/---

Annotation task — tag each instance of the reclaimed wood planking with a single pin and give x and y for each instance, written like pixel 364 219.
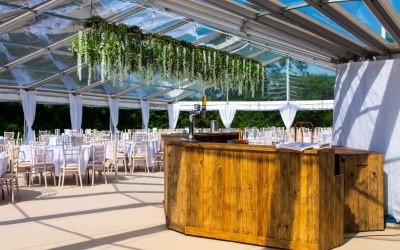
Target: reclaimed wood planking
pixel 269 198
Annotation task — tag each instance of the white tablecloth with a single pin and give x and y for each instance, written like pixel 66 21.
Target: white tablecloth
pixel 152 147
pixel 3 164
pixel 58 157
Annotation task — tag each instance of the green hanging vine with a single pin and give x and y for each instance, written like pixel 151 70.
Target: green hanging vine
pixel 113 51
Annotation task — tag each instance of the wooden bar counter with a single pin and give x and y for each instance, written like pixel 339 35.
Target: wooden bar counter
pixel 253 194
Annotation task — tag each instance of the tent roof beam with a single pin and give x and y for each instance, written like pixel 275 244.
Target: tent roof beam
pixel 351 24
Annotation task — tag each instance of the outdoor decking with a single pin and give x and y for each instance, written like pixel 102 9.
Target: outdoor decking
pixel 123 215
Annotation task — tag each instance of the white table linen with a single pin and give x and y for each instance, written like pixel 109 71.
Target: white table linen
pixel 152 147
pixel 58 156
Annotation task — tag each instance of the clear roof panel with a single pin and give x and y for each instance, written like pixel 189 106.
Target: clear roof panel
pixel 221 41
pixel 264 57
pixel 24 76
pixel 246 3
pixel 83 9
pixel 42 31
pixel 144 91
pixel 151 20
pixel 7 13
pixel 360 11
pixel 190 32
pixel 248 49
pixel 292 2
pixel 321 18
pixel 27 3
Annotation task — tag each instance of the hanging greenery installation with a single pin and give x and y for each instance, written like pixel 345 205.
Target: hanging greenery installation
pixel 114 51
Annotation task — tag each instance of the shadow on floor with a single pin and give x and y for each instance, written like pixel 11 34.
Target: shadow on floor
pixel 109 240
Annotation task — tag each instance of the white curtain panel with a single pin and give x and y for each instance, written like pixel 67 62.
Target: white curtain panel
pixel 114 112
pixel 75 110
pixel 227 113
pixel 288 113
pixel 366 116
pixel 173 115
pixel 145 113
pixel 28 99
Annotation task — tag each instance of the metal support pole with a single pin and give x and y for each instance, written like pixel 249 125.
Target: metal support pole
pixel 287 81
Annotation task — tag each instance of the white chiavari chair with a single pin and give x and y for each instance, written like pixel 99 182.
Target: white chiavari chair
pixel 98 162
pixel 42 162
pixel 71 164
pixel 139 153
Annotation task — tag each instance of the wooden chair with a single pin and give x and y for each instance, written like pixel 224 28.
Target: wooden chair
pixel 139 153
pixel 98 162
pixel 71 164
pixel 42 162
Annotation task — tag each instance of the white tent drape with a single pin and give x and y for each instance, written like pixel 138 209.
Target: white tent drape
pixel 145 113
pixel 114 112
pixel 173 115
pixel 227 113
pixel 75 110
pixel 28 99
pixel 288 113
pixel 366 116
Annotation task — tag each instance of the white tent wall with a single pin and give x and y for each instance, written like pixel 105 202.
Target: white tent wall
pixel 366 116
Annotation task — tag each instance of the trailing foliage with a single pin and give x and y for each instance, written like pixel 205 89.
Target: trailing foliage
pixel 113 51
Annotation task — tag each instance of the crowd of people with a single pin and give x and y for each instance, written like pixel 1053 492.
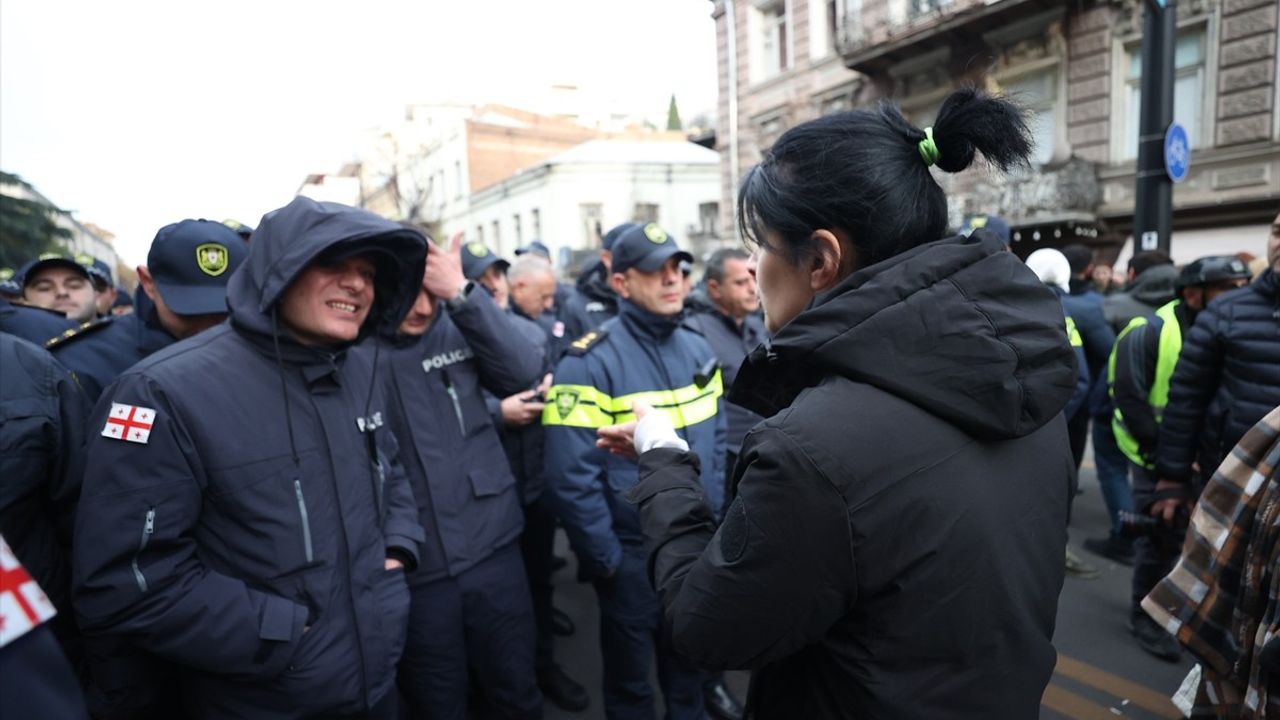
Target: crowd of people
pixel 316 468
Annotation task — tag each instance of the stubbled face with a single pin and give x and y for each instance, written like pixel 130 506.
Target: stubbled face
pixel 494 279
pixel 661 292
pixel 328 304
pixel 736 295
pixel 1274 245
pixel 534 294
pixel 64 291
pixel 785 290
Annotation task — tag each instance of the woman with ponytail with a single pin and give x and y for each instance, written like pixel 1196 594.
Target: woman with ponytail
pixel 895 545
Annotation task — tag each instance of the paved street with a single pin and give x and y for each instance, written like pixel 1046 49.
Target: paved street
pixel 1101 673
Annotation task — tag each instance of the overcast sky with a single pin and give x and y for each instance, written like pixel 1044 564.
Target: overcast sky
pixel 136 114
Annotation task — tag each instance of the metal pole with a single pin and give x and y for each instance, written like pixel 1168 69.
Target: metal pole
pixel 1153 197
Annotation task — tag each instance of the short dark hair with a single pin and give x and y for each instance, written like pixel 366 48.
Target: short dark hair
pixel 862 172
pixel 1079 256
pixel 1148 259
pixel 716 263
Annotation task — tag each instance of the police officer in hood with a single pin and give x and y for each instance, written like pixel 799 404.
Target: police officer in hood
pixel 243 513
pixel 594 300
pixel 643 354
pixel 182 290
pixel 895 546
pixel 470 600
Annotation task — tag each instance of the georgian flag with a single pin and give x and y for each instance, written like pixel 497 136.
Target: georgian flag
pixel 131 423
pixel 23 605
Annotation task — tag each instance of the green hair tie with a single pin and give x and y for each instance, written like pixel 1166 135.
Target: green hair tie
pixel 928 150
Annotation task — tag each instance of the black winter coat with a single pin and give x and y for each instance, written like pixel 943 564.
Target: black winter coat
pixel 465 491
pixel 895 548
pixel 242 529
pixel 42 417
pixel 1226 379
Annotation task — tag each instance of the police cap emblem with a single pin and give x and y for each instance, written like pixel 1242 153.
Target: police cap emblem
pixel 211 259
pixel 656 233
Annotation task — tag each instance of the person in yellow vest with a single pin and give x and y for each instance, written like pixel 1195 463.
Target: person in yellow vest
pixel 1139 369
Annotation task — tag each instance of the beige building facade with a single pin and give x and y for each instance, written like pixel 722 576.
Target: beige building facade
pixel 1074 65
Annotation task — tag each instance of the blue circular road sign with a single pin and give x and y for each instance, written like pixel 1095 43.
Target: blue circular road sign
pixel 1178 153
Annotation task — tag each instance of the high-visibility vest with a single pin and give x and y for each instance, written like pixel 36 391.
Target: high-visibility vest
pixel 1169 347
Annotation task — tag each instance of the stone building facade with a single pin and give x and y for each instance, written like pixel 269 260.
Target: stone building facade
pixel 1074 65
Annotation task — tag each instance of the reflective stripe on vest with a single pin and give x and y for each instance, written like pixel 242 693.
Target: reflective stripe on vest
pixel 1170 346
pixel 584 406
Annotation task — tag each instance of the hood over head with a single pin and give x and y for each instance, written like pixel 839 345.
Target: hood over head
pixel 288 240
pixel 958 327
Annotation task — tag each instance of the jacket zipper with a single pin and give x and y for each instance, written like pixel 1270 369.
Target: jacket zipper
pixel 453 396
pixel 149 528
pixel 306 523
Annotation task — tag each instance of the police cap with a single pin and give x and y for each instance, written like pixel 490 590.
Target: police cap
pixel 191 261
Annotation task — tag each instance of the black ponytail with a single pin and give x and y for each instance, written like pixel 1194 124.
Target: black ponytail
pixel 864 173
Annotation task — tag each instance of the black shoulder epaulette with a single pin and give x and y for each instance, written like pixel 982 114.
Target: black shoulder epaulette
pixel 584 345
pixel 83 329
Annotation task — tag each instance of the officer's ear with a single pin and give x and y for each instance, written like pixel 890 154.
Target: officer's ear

\---

_DIRECTIONS_. Write out the whole listing exactly, and drop the pictures.

_YOUR RESPONSE_.
Annotation task — tag each instance of the reclaimed wood planking with a single pin and give x and y for each instance, written like pixel 364 219.
Target: reclaimed wood planking
pixel 269 198
Annotation task — tag each instance of the white tablecloth with a single pin and give x and y for each instance, written like pixel 66 21.
Target: white tablecloth
pixel 152 147
pixel 3 164
pixel 58 157
Annotation task — tag each instance of the green hanging vine with a single pin and give x and y for each instance, written like pixel 151 70.
Target: green hanging vine
pixel 113 51
Annotation task — tag each instance of the wooden bar counter with a single pin and give x and y for each instance, written like pixel 339 35.
Target: wooden bar counter
pixel 253 194
Annotation task — tag each instance of the tent roof beam with a single pin and give x and y for each instance, written like pixel 275 244.
Target: tent roof beam
pixel 351 24
Annotation task — tag each instance of the outdoor decking with a single pin and give x and y for each instance, written like pixel 102 9.
Target: outdoor decking
pixel 123 215
Annotation task — tag each instance of the white table linen with a single pin and give x and y for each instance, written like pixel 109 71.
Target: white table linen
pixel 152 147
pixel 58 156
Annotation task — tag each instance of the clear roof panel with a single pin and give x and y for each instance, written like pixel 189 106.
Target: clear roof panel
pixel 221 41
pixel 264 57
pixel 24 76
pixel 246 3
pixel 83 9
pixel 42 31
pixel 144 91
pixel 151 20
pixel 7 13
pixel 360 11
pixel 190 32
pixel 248 49
pixel 292 2
pixel 321 18
pixel 27 3
Annotation task — tag each instance of the hanging greenery installation with a single pin and give x and y for each instance, written like pixel 345 205.
Target: hanging greenery installation
pixel 114 51
Annotation task — tag each instance of the shadow on floor with a single pin and give x and y for each instance, written like pixel 11 34.
Target: shadow on floor
pixel 109 240
Annotation task — tag each instance of the white curtain panel with a single pin and give x and y for each instance, written like pixel 67 62.
Target: white curtain panel
pixel 114 112
pixel 75 110
pixel 227 113
pixel 288 113
pixel 366 116
pixel 173 115
pixel 145 113
pixel 28 99
Annotation task — tag each instance of the metal support pole with a single pin and give x and y for each instance, written like pixel 249 125.
Target: metal support pole
pixel 287 81
Annotation task — tag each instance of the white chiavari chair with a single pin and give x and y for each instance, written like pixel 99 182.
Target: white chiavari chair
pixel 98 162
pixel 42 162
pixel 71 164
pixel 139 153
Annotation task — tag each instance of the wooden chair with a single pin and give x and y for each instance, written like pixel 224 28.
Target: wooden chair
pixel 139 153
pixel 98 162
pixel 71 164
pixel 42 162
Annotation task — tag each instance of the white tent drape with a single pin and give x and y for each instance, written like pixel 138 209.
Target: white tent drape
pixel 145 113
pixel 114 112
pixel 173 115
pixel 227 113
pixel 75 110
pixel 28 99
pixel 288 113
pixel 366 116
Annotation task — tag each instance of the white tent wall with a single pin and give x and y for each instance, written like pixel 105 202.
Target: white tent wall
pixel 366 116
Annotation task — tag each instance of the trailing foliage with a single pin and give x and y for each instance, written like pixel 205 89.
Target: trailing foliage
pixel 113 51
Annotation task — tag each instance of the crowd of people with a single pin and give x and y for each instance, written like pixel 1053 492.
Target: crowd of people
pixel 316 468
Annotation task — tag each instance of the stubbled face with a single pin and give x and y for each instance, written like pixel 130 506.
Target: stubbled face
pixel 494 279
pixel 661 292
pixel 328 304
pixel 736 295
pixel 1274 245
pixel 534 294
pixel 64 291
pixel 785 290
Annotation task — tag each instance of the woman with ponytail with a single pin and give x and y for each instance, written like pixel 1196 594.
Target: woman with ponytail
pixel 895 545
Annotation task — tag each instance of the paved street with a single pin and give x and y for each instance, written like pixel 1046 49.
Target: paved street
pixel 1101 673
Annotation task — tag each instance of the overcast sky with a single pin and give x and y for each instance, written like pixel 1044 564.
Target: overcast sky
pixel 136 114
Annotation task — tag each instance of the metal pole with a single pin and give x and y for each instance, written like pixel 1168 69.
Target: metal pole
pixel 1153 197
Annotation task — tag each instance of the short dark hair with a single pin and give x and y for each instance, written like pixel 366 48.
Target: short dark hair
pixel 862 172
pixel 1079 256
pixel 1148 259
pixel 716 263
Annotation task — tag each instance of the police officer in hood with a single pin and give x and y for each instance, written like pixel 799 404.
Target: police officer in hood
pixel 243 513
pixel 594 300
pixel 643 354
pixel 182 290
pixel 895 546
pixel 470 600
Annotation task — tag each instance of the georgian flag with a single pin and give x and y for each instance, written like pixel 497 136.
Target: georgian flag
pixel 131 423
pixel 23 605
Annotation task — tag each instance of the green hair tie with a single pin and give x and y for each instance, written like pixel 1166 135.
Target: green hair tie
pixel 928 150
Annotation task — tag each instance of the black winter coat with a single pin and give x and y for each instance, written like pixel 943 564.
Target: black winter coat
pixel 465 491
pixel 895 548
pixel 242 529
pixel 42 417
pixel 1226 379
Annotation task — tag each instance of the police cap emblem with a single pin and give x and y for each instance, written like pixel 1242 153.
Target: police cap emblem
pixel 211 259
pixel 656 233
Annotation task — tag each instance of the person in yellow vest with a single pin and give x and y for each instance, written like pixel 1195 463.
Target: person in yellow vest
pixel 1139 369
Annotation task — tag each instance of the beige building facade with a single pin and give x and y for each instance, written like pixel 722 576.
Target: beige building facade
pixel 1074 65
Annotation task — tag each instance of the blue circular road sign with a single pin and give x and y for each instance, written like pixel 1095 43.
Target: blue circular road sign
pixel 1178 153
Annotation task — tag each instance of the high-visibility vest with a single pin and give x and y for each instance, written like pixel 36 391.
Target: high-visibility vest
pixel 1169 347
Annotation task — tag each instance of the stone building facade with a single pin and give x and y for each instance, written like pixel 269 260.
Target: stone building facade
pixel 1074 65
Annotation task — tag each instance of the reflective stripe on vest with a single pin and give x and y for each instance, written like pixel 242 693.
Target: reflective stripe on vest
pixel 1170 346
pixel 584 406
Annotation task — tag each instance of the hood over head with a single pin and give x and y for each instance, written like pixel 839 345.
Target: hood over head
pixel 288 240
pixel 958 327
Annotation task — tag each instance of the jacket zipper with a single pin and give x and y for each instance, written like pixel 1270 369.
Target: jacket zipper
pixel 453 396
pixel 149 528
pixel 306 523
Annotation task — tag each instance of the police cap with a single pin and give x and y for each instance, written like pixel 490 590.
Target: police cap
pixel 191 261
Annotation task — tag each instance of the black ponytail with a single pin and give x and y for each instance, written like pixel 1194 124.
Target: black ponytail
pixel 864 173
Annotation task — tag each instance of the black shoulder epaulette with a single pin and give x and y for each instance, written like pixel 982 114.
Target: black shoulder epaulette
pixel 584 345
pixel 83 329
Annotation task — tag each instance of the officer's ear with a single pin and give x and y for each instance, written like pixel 890 154.
Target: officer's ear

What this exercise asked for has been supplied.